Start of Block
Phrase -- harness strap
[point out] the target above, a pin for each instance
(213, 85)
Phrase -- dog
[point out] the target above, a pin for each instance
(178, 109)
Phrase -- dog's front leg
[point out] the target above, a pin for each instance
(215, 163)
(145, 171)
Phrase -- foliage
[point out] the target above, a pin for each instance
End of Block
Start of Block
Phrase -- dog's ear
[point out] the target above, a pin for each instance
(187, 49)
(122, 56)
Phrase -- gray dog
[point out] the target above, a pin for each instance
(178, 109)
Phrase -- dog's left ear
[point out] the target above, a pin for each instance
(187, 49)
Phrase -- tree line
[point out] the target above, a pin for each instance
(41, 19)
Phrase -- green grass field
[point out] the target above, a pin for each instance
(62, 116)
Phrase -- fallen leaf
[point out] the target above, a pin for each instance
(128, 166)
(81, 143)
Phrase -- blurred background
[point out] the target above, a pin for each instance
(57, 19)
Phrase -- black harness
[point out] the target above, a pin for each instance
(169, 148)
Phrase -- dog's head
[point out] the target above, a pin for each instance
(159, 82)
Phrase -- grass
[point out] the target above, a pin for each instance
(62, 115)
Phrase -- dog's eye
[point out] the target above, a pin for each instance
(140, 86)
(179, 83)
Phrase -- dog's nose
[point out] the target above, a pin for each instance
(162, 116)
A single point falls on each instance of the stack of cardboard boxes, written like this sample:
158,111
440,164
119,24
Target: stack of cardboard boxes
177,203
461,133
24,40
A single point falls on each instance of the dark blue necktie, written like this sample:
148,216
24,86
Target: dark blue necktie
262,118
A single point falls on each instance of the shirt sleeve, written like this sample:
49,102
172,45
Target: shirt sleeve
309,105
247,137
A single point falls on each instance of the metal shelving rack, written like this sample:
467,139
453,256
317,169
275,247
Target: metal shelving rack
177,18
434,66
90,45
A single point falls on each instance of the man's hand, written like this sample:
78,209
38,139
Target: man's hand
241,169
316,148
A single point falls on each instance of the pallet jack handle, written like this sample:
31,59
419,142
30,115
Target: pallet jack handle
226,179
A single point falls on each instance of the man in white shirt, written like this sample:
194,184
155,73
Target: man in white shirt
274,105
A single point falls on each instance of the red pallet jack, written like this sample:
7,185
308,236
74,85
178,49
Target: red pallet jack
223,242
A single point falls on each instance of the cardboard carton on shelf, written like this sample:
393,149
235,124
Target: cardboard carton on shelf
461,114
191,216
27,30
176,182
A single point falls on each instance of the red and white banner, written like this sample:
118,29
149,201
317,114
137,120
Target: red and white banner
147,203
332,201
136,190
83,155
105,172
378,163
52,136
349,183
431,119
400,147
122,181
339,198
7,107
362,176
End of Block
Exercise objective –
Scan the material above for the string "harness". Return each line where it occurs.

Answer for the task –
Phrase -- harness strap
Phrase -- black harness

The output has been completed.